→ **TASK BRIEF**:
Please count the lines in the listing below that contain the word "building". Reply with only the number.

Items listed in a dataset
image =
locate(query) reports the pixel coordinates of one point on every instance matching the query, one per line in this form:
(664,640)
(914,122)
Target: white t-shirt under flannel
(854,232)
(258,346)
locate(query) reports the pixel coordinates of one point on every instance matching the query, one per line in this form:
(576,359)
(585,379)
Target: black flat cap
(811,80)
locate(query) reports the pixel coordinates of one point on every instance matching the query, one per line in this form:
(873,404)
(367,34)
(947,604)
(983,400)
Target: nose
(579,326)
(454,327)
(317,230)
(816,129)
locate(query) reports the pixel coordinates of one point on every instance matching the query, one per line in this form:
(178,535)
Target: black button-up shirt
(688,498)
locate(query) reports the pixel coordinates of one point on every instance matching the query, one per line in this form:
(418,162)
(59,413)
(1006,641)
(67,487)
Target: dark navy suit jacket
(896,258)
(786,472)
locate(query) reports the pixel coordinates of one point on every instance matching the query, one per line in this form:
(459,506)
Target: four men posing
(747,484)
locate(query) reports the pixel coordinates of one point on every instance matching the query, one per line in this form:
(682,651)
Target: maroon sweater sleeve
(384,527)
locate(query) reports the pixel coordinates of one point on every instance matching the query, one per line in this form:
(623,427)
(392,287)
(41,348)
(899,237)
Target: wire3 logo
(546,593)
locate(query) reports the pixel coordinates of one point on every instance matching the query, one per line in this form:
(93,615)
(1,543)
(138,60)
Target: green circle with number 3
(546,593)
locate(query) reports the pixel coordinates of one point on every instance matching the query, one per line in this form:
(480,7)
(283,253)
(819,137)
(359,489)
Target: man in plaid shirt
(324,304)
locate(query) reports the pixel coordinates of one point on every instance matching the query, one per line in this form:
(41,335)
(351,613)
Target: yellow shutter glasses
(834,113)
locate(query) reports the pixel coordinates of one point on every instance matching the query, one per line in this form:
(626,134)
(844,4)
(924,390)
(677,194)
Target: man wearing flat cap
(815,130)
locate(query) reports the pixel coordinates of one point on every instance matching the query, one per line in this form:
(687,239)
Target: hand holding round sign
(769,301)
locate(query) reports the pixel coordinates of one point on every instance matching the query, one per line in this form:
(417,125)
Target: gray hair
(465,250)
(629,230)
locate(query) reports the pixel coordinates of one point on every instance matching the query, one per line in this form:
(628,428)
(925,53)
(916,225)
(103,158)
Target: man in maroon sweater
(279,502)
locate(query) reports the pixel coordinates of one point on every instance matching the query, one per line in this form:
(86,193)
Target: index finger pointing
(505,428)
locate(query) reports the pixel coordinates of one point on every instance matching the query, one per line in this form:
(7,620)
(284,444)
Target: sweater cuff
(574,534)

--

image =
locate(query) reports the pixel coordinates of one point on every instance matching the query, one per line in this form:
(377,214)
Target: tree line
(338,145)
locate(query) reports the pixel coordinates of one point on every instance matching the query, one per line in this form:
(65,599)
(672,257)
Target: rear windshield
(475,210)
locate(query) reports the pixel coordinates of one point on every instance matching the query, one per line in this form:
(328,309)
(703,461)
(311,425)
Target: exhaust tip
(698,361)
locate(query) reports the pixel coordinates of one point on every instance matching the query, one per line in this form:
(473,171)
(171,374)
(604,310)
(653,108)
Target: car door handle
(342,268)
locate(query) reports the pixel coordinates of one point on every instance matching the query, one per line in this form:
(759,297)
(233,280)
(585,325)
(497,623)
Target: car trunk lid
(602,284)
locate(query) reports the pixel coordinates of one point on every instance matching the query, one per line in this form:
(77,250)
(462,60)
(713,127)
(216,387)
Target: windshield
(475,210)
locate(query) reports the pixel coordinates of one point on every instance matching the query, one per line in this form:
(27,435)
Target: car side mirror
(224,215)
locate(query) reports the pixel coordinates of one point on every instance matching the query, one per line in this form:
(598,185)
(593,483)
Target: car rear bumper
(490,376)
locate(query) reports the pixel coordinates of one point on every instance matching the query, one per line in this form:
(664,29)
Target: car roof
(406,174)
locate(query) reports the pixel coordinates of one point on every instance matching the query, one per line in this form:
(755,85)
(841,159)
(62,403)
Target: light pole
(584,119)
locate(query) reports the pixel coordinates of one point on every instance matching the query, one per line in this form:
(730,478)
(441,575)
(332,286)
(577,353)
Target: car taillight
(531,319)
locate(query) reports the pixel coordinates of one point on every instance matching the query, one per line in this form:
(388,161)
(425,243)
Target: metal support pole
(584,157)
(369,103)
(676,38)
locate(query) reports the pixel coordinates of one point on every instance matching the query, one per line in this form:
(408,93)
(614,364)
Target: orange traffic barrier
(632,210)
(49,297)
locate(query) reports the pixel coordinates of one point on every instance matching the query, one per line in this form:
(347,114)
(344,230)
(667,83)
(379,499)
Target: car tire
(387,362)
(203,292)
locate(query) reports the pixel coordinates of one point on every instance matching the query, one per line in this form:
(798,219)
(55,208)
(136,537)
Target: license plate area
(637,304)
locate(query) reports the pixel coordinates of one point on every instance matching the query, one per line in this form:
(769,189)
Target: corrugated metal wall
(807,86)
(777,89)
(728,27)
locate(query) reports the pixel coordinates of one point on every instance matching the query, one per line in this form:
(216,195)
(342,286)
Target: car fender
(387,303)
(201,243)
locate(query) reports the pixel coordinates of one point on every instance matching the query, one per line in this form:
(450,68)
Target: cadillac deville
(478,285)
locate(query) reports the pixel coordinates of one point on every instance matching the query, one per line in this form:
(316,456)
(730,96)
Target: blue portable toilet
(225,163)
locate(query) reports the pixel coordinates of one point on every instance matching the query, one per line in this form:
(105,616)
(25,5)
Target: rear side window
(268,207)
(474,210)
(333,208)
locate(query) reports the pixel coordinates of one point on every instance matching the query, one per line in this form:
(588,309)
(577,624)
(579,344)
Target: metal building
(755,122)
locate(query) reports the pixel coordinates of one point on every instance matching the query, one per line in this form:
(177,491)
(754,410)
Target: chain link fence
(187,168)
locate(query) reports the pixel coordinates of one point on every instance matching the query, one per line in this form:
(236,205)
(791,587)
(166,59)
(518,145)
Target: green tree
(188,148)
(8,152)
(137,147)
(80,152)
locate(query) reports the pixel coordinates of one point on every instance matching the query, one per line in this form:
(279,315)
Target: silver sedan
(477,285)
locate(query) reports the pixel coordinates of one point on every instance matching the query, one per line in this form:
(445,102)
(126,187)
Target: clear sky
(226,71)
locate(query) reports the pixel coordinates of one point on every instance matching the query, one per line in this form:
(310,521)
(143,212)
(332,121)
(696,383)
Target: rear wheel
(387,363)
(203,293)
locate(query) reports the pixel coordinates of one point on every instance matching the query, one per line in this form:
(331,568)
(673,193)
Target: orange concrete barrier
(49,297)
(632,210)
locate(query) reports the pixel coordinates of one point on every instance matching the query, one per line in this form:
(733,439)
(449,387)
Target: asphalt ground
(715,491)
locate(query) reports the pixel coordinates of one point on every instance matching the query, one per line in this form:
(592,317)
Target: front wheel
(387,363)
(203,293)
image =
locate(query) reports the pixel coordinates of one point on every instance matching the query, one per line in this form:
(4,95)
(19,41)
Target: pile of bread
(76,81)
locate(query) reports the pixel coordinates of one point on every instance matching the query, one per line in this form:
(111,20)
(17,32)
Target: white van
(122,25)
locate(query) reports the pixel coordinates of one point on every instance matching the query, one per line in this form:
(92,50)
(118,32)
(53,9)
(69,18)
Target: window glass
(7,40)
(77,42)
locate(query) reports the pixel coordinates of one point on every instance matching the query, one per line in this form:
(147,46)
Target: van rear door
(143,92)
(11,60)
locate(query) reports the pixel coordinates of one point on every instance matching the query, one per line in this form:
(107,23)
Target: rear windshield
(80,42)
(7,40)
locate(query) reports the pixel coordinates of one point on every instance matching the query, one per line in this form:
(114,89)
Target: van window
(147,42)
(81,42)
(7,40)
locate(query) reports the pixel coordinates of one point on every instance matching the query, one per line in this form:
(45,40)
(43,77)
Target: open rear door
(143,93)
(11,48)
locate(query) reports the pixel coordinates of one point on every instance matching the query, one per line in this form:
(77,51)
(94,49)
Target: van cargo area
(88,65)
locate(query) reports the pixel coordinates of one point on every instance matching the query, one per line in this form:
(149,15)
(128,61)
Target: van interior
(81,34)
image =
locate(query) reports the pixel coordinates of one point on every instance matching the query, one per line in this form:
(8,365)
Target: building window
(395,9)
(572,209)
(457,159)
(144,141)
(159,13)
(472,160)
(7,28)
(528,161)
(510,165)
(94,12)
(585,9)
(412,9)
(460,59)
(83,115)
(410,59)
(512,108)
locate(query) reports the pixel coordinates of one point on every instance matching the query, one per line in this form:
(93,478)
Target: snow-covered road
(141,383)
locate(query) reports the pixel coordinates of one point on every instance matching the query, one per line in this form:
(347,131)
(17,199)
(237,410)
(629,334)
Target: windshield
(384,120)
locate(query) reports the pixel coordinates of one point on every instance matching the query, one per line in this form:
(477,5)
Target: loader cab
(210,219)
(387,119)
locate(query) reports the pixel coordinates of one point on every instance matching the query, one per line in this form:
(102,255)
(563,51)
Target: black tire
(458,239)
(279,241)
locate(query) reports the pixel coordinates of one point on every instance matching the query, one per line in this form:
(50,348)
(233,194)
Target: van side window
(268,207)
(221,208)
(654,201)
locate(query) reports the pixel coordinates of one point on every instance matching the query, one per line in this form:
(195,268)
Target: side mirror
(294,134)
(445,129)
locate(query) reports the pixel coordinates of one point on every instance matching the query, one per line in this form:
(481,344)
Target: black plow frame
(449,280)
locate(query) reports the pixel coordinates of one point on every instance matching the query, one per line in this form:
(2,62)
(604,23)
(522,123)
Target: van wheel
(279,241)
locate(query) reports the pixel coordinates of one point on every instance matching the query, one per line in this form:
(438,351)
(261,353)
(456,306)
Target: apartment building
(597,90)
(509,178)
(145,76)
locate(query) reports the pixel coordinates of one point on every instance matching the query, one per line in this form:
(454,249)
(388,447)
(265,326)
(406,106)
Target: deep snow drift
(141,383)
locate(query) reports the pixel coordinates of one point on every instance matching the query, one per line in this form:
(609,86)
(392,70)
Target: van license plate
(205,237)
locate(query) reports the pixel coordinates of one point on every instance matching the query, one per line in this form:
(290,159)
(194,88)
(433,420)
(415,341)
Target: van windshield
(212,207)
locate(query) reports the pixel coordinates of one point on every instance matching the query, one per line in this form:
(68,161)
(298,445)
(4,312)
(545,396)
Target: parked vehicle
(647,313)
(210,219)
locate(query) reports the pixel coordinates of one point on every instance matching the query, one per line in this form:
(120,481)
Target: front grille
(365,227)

==

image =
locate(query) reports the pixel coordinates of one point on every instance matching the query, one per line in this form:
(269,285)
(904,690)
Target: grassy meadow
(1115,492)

→ **RESULT**:
3